▶ **Written problem**:
Copy the listing from the line containing "# test: for every instance of the mallet" through the end, requests included. Multiply each answer coordinate by 1.6 and round to whole numbers with halves going up, but leave the requests and their sample pairs unchanged.

Recorded data
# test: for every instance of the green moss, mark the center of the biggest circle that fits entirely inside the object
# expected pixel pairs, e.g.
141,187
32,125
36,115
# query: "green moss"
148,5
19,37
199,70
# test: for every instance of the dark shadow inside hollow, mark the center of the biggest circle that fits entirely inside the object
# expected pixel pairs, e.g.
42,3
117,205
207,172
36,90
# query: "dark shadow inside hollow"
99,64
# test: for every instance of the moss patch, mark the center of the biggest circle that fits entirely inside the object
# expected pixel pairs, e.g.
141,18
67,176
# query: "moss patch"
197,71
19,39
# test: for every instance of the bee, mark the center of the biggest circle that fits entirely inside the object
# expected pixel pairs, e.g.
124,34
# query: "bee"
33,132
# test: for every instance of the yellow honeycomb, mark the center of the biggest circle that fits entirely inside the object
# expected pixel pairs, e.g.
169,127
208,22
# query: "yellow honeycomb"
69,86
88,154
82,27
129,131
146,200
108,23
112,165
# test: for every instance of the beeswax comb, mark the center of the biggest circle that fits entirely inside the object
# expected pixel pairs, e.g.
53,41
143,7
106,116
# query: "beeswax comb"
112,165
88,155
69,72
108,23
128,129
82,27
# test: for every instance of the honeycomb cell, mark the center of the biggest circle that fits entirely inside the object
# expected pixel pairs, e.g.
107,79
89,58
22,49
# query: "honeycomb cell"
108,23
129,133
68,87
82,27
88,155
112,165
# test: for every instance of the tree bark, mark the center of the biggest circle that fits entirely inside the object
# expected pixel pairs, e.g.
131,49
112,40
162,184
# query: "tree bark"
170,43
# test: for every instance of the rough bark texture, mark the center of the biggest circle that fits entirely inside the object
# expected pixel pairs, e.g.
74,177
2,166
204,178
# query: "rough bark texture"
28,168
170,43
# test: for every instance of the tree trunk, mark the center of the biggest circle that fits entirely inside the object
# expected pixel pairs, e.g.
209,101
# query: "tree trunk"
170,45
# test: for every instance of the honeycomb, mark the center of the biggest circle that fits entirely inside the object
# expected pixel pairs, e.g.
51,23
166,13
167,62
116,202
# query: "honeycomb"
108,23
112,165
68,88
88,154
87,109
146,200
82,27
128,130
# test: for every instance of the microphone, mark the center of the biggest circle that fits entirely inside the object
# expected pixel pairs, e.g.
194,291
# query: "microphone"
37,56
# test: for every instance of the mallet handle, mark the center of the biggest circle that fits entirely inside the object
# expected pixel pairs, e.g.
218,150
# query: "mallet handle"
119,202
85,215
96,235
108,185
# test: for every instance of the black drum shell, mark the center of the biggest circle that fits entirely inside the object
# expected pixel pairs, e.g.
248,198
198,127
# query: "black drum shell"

▶ **Complete output**:
# test: for every instance of the mallet handle, mark the center of the biggest circle that fits entirely inside the object
# expected pixel pairs, e.g.
218,150
# query: "mallet handle"
190,323
136,344
154,376
173,296
# test: for every instance of the black drum shell, mark the center of the biggest circle that fits entirely inside the object
# expected pixel pairs, e.g.
248,198
198,127
# query: "black drum shell"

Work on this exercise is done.